● **What is needed**
Copy the records from the line containing "Exercise. Identify every instance of the green grass" through the line containing "(1083, 625)", replacing "flag" with "banner" and leaving everything else unchanged.

• • • •

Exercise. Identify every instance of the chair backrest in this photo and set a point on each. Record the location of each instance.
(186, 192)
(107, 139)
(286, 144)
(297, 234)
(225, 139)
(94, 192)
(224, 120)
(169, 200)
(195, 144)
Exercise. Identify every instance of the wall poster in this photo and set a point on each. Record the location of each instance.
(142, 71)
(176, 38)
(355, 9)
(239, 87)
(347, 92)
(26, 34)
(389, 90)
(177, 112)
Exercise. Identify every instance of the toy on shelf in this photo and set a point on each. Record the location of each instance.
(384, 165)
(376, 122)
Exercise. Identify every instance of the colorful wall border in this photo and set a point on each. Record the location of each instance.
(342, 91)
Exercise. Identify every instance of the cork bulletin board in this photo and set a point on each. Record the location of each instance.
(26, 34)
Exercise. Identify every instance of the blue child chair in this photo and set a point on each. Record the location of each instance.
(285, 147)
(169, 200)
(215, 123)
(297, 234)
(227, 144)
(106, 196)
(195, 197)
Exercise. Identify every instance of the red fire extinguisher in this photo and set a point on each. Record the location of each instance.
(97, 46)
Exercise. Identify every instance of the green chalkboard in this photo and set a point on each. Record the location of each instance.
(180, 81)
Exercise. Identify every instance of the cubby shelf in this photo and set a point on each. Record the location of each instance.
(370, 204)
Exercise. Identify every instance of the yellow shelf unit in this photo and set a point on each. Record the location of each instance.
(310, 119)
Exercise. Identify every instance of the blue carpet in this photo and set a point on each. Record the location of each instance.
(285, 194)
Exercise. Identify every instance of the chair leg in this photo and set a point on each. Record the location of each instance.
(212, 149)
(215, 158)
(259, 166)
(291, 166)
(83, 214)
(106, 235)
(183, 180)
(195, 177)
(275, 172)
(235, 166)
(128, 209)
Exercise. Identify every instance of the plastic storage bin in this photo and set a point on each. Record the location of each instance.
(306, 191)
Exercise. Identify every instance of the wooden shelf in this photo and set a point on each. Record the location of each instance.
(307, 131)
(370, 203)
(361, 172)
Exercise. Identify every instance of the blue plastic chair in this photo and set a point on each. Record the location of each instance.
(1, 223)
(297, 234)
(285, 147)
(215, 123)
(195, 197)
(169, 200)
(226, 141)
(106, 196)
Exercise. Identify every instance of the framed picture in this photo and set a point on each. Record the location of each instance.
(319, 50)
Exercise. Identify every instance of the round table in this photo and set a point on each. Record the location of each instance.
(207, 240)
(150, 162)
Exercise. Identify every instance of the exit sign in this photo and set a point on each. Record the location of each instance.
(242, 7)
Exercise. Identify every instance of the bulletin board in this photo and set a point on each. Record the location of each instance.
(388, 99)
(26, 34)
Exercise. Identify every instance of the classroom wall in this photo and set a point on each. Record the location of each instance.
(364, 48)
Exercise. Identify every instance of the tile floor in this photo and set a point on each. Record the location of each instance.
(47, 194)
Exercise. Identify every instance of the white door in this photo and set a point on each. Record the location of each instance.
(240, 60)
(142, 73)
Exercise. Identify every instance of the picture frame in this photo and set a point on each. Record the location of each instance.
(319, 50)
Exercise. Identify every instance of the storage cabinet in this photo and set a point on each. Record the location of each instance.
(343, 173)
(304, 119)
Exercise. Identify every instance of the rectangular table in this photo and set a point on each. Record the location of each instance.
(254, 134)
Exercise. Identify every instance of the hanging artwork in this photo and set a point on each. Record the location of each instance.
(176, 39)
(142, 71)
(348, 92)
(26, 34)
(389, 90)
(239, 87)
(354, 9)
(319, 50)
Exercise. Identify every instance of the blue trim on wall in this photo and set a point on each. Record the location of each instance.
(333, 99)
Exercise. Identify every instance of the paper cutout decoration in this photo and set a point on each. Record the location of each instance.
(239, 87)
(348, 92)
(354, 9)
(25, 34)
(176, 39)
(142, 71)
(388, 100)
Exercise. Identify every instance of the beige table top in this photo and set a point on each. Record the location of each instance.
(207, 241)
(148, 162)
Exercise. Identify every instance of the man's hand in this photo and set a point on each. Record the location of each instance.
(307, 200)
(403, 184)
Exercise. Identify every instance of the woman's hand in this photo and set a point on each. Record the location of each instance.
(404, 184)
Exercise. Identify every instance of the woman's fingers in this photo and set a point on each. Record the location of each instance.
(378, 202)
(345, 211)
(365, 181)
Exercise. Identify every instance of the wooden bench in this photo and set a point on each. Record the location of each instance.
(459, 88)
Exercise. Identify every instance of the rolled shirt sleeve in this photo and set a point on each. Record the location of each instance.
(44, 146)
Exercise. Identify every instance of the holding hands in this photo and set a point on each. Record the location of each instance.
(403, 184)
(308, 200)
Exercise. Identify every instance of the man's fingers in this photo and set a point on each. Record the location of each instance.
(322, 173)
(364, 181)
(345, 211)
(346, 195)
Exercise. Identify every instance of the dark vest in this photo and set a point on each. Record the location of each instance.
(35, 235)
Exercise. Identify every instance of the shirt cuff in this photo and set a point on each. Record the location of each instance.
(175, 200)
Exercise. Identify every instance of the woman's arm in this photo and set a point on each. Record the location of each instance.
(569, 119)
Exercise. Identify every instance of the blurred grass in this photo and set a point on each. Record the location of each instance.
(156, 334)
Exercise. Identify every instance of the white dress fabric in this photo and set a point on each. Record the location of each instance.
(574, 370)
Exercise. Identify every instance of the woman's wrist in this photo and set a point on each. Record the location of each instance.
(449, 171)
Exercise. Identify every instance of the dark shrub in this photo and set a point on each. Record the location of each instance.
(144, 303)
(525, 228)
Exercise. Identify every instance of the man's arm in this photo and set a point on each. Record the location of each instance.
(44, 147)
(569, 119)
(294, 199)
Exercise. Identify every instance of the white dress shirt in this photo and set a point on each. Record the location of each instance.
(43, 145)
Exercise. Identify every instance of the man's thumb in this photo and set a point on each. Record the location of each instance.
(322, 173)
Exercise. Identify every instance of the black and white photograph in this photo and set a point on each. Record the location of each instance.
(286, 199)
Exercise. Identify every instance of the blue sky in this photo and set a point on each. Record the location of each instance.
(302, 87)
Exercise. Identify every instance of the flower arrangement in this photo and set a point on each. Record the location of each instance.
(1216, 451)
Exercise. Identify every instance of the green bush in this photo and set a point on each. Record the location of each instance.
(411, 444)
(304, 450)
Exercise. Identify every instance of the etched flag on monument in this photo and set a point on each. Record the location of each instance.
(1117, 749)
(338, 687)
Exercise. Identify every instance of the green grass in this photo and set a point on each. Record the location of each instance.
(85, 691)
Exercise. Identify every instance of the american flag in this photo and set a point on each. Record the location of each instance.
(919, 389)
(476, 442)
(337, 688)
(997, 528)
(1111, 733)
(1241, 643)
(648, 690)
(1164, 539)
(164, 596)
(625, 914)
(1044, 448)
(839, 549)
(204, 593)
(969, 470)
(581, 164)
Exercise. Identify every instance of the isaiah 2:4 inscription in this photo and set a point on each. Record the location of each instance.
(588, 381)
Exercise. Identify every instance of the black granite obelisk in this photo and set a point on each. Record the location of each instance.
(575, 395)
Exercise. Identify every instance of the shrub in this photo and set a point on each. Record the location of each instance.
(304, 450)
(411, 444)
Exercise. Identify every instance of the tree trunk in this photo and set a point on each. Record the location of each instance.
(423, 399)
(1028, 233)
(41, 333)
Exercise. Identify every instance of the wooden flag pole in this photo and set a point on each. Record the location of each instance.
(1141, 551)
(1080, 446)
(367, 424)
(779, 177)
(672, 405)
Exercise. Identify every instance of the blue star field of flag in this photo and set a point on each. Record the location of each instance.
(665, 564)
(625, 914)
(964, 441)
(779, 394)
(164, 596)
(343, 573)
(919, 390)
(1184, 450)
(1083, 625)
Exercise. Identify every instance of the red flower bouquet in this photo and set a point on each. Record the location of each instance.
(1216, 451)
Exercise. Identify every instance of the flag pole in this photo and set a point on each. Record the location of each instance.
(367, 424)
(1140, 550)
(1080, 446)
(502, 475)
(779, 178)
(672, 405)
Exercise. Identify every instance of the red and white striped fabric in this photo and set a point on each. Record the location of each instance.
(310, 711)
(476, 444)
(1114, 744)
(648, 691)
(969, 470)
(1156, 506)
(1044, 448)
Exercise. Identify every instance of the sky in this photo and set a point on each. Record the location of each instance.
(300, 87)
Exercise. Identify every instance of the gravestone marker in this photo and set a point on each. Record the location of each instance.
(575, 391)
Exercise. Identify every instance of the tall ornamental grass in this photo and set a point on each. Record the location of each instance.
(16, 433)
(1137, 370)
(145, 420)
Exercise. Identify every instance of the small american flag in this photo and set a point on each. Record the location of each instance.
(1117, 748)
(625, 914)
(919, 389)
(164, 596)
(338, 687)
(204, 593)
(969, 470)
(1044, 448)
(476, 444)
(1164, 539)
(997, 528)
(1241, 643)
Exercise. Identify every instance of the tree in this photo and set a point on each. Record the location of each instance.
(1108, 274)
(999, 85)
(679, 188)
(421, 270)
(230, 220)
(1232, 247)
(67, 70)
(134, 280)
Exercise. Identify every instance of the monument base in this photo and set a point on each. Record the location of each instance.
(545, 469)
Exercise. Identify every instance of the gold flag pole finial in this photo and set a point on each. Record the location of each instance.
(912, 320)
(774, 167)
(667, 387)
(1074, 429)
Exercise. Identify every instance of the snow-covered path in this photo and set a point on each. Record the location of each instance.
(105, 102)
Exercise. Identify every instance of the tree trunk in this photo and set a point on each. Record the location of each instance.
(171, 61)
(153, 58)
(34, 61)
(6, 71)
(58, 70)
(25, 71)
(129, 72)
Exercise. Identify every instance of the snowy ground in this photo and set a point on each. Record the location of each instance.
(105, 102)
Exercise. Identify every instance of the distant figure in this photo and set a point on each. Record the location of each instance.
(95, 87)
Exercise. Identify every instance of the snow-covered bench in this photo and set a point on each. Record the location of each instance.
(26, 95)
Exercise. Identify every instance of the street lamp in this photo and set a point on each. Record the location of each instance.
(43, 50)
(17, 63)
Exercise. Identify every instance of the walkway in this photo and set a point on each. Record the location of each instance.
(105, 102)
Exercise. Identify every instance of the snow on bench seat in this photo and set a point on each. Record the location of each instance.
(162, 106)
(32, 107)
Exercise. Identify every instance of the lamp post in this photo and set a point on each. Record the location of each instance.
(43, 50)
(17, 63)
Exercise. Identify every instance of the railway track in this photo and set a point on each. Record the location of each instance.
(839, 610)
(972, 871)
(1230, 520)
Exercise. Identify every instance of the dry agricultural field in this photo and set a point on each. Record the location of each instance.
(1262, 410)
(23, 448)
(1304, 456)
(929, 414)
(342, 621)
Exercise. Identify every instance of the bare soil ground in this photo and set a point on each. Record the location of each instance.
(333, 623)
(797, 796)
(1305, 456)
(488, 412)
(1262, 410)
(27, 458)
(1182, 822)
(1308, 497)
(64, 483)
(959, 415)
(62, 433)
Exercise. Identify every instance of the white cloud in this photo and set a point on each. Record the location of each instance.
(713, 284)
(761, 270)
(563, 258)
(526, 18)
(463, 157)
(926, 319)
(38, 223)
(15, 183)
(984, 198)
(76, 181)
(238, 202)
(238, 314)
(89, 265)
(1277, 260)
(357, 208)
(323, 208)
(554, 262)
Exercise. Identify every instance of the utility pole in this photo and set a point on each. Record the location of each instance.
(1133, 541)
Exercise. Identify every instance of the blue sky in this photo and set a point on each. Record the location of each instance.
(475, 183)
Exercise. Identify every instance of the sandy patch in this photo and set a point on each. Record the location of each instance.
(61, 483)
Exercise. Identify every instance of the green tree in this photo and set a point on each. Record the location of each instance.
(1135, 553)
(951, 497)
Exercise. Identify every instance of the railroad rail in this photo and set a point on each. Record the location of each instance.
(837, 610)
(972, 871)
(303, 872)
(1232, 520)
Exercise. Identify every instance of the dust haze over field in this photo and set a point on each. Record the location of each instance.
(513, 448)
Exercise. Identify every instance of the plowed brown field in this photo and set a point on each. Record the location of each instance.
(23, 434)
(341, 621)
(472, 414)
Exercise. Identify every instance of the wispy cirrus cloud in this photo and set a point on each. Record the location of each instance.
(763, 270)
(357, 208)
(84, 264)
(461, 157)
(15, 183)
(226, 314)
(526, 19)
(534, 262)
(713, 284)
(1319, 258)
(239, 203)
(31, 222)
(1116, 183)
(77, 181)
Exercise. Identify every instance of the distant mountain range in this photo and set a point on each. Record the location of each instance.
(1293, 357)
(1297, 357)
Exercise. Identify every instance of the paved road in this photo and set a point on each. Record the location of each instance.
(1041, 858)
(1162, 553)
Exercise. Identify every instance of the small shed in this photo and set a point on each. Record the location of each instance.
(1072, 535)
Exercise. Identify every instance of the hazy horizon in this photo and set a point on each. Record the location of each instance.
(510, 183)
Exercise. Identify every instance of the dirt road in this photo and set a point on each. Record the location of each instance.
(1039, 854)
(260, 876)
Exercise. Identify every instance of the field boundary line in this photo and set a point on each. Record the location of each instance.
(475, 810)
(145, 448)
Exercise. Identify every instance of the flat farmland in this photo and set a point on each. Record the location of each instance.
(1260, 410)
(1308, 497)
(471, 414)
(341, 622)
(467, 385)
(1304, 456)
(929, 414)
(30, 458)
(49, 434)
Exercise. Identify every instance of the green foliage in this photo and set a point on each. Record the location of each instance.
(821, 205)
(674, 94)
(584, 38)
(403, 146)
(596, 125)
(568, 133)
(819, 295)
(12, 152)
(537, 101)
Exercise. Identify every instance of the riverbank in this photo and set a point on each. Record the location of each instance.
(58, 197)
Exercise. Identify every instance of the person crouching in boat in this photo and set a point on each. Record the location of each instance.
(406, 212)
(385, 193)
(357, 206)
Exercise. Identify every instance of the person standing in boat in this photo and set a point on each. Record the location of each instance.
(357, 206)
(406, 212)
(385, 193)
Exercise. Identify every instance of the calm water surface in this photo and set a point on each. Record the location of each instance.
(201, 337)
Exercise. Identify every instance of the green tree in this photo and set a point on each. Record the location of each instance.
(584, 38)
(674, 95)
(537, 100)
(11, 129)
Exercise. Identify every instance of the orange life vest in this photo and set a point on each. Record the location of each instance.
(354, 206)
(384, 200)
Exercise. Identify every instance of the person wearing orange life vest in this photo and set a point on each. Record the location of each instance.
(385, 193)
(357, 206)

• • • •

● **Response to the task**
Exercise. Identify every instance of the green grass in this photo and set a point on each. Record the location of each instance.
(85, 691)
Exercise. Identify every instance of the american banner in this photo and set a point on each. Record the location of each instance.
(919, 389)
(476, 442)
(337, 688)
(997, 528)
(1111, 733)
(1241, 643)
(648, 690)
(1164, 539)
(164, 596)
(625, 914)
(1044, 448)
(839, 549)
(204, 593)
(969, 470)
(581, 164)
Exercise. Identify every instance of the isaiah 2:4 inscription in this photo and set a point on each. Record the location of each instance.
(588, 381)
Exercise. Identify every instance of the black granite obelisk in this photo and set a point on each. Record the location of each instance.
(575, 395)
Exercise. Identify every instance of the shrub in this photo and set a point on each. Record the location of each instance.
(304, 450)
(411, 444)
Exercise. Identify every instance of the tree trunk in this photo and set a point on each. Record the location of each instance.
(423, 399)
(1028, 233)
(41, 333)
Exercise. Identify every instance of the wooden banner pole in this photo and set a point on each. Record the location of each instance.
(1141, 551)
(1080, 446)
(367, 424)
(779, 177)
(672, 405)
Exercise. Identify every instance of the blue star field of banner in this photo and set a point on each. Record the location of each instance.
(665, 564)
(625, 914)
(964, 441)
(779, 394)
(164, 596)
(343, 573)
(919, 390)
(1184, 450)
(1083, 625)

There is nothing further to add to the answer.